── DATASET RECORDS ──
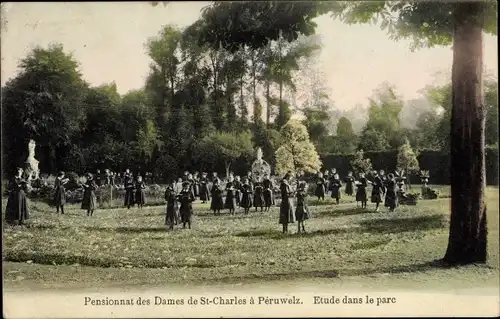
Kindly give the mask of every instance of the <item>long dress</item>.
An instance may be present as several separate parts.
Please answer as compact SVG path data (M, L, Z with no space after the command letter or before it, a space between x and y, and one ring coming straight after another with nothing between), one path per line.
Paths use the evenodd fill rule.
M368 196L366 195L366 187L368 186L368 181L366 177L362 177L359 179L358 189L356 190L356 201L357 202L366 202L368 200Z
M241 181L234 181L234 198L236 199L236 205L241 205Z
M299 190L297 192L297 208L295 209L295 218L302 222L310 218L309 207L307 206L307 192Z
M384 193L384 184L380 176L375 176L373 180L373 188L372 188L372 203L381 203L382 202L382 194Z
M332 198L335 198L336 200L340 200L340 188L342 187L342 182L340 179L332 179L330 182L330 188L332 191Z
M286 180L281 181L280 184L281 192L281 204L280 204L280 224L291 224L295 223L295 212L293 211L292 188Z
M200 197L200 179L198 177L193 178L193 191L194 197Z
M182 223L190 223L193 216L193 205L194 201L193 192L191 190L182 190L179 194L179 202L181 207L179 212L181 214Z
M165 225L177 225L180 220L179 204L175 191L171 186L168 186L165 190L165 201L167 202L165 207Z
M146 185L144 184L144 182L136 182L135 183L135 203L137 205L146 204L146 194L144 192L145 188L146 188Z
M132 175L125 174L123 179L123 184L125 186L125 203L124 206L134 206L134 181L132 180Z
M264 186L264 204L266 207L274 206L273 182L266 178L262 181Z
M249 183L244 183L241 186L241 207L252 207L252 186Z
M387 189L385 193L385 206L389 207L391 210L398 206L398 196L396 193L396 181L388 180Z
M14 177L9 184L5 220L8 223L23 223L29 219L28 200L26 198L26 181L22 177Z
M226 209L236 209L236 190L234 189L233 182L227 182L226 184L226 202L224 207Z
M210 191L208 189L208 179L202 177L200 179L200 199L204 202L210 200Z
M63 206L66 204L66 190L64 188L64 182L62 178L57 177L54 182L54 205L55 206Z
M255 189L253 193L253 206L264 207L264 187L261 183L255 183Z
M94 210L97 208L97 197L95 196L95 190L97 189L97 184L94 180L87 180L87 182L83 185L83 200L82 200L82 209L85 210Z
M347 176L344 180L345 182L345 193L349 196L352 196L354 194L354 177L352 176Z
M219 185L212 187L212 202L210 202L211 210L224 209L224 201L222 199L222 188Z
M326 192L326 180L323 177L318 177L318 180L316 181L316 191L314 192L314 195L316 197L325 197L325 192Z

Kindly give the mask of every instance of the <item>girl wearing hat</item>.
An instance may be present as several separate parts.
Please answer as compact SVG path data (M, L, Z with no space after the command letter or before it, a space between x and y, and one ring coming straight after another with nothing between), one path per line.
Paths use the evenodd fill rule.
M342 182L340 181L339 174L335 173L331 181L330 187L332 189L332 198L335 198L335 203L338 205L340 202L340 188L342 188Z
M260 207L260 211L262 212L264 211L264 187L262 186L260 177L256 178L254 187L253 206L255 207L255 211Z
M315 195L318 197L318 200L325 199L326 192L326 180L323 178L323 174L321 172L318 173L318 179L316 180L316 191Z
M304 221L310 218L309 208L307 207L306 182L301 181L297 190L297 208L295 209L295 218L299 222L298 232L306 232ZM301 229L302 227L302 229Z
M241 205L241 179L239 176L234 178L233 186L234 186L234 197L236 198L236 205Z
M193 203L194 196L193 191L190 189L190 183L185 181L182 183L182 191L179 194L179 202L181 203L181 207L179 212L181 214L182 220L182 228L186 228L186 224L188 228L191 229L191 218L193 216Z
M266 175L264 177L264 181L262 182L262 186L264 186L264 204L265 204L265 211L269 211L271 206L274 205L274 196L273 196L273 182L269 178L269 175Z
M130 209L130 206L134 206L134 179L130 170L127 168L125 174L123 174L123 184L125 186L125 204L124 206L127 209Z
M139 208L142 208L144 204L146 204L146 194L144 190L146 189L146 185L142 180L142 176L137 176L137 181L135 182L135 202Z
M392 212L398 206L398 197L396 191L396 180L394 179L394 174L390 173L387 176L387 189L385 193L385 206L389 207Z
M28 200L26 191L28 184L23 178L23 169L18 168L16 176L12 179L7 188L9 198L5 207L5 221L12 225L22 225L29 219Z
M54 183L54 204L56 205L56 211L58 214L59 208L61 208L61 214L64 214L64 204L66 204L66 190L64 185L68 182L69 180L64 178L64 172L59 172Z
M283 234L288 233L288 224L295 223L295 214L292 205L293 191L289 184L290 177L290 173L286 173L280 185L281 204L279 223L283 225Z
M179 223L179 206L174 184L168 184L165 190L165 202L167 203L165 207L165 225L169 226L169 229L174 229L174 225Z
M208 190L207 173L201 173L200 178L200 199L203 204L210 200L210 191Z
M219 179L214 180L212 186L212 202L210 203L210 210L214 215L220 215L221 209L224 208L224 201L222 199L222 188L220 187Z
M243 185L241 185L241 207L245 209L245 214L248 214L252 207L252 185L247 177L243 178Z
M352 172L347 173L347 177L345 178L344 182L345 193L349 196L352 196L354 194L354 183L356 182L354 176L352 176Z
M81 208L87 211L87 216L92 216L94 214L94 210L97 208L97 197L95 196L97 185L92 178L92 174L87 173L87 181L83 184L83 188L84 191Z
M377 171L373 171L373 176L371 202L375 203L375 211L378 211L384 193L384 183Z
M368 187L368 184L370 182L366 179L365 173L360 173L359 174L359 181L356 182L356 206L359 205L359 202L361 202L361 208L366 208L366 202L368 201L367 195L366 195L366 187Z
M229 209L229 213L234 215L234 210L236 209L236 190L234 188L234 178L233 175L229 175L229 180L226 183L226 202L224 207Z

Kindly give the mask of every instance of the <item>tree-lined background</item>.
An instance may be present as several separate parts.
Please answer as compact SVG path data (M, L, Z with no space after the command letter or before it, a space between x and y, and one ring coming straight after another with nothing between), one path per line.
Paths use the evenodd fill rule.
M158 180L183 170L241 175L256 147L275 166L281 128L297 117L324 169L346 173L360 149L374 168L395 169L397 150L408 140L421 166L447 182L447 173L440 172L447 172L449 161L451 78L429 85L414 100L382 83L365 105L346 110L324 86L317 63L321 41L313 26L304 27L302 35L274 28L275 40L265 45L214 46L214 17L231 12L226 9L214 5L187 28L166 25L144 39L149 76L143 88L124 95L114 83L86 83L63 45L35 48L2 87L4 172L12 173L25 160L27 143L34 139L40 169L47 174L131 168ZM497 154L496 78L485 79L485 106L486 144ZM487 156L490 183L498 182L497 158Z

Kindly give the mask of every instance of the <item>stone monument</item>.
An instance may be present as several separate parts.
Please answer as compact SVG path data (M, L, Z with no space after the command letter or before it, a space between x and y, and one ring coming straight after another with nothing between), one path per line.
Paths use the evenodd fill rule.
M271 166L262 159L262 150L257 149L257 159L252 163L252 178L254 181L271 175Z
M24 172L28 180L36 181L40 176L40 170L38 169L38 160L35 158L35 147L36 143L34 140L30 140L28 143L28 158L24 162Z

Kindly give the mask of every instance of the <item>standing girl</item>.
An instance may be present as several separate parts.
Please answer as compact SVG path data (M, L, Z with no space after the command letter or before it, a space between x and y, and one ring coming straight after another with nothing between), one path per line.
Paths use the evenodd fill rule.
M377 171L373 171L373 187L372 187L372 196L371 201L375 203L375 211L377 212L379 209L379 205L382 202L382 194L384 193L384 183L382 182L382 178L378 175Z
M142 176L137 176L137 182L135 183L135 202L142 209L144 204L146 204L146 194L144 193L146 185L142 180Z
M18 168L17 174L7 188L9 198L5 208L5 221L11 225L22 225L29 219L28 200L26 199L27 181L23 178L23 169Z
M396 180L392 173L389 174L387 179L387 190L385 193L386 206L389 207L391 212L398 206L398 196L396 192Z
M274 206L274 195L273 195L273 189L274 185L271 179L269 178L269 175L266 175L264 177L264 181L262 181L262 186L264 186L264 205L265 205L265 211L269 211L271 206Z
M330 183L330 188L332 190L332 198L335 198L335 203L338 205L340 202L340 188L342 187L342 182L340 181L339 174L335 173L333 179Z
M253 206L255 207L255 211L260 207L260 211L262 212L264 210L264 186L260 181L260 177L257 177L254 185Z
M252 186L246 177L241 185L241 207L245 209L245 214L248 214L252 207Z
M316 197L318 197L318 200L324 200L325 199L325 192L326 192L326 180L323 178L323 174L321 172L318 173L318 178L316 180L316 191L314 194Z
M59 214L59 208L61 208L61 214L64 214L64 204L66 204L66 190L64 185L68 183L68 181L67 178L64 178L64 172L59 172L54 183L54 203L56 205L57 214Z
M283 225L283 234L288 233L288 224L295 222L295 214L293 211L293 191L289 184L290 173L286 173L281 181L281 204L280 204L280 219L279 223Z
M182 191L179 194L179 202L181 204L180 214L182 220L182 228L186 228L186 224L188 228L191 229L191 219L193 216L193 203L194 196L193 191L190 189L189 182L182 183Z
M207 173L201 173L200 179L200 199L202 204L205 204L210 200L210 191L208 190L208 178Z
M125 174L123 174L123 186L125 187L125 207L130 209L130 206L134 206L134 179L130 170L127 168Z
───
■ HOW TO COMPLETE THIS TASK:
Show every line of the data in which the word "girl" appears.

■ ANSWER:
Kindly give the mask of every instance of the <item>girl wearing hat</item>.
Kindly give the mask of every instance of the <item>standing girl</item>.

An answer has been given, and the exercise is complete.